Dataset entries
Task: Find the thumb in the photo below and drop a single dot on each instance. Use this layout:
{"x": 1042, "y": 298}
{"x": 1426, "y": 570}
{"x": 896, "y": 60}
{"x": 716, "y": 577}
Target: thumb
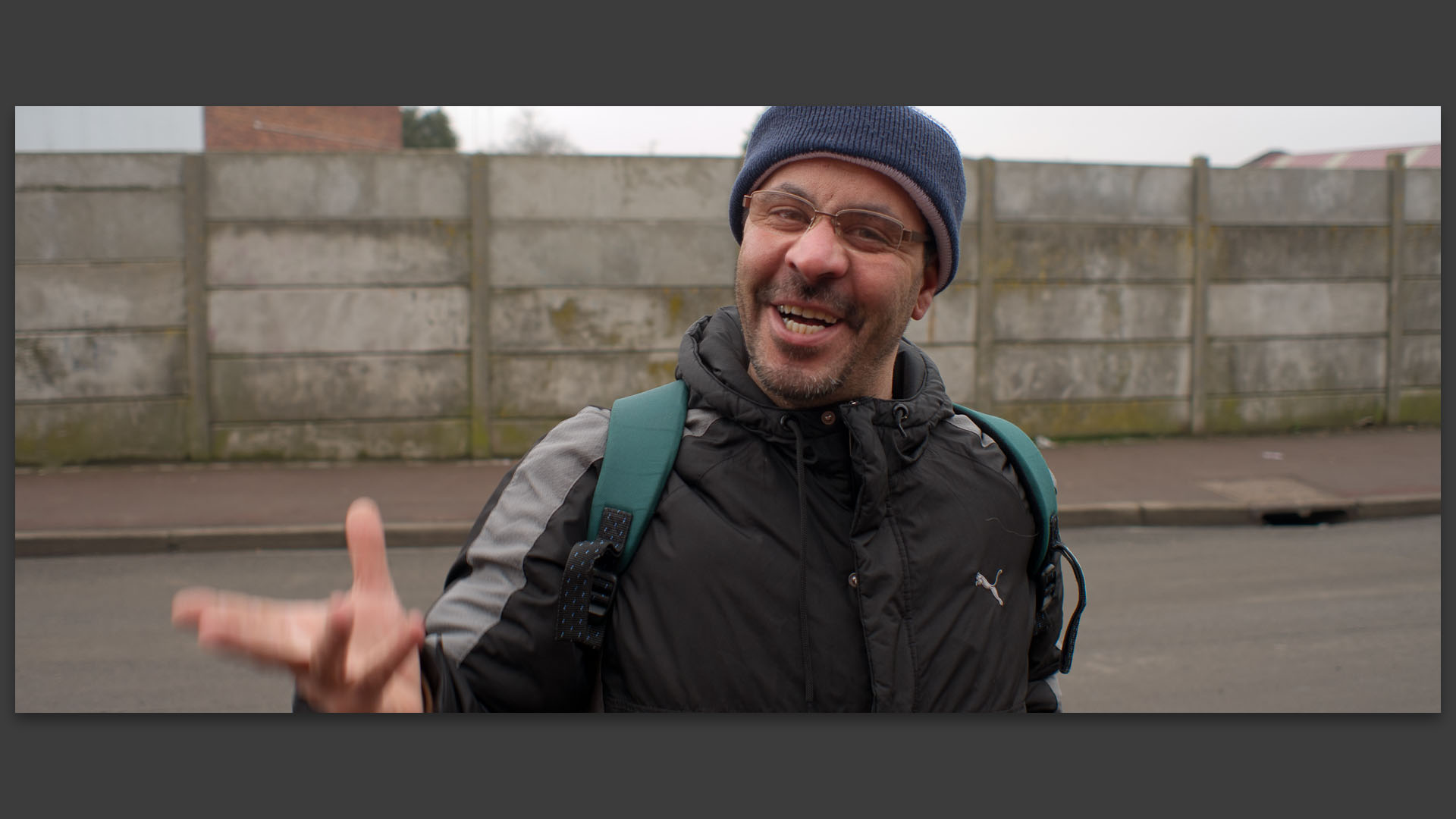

[The task]:
Please retype the entire listing above character for character, leaving out the pictures.

[Written answer]:
Task: Find the thumb in the photo below and drop a single dot on each instance. Use this layout:
{"x": 1042, "y": 298}
{"x": 1426, "y": 570}
{"x": 896, "y": 60}
{"x": 716, "y": 577}
Target: thumb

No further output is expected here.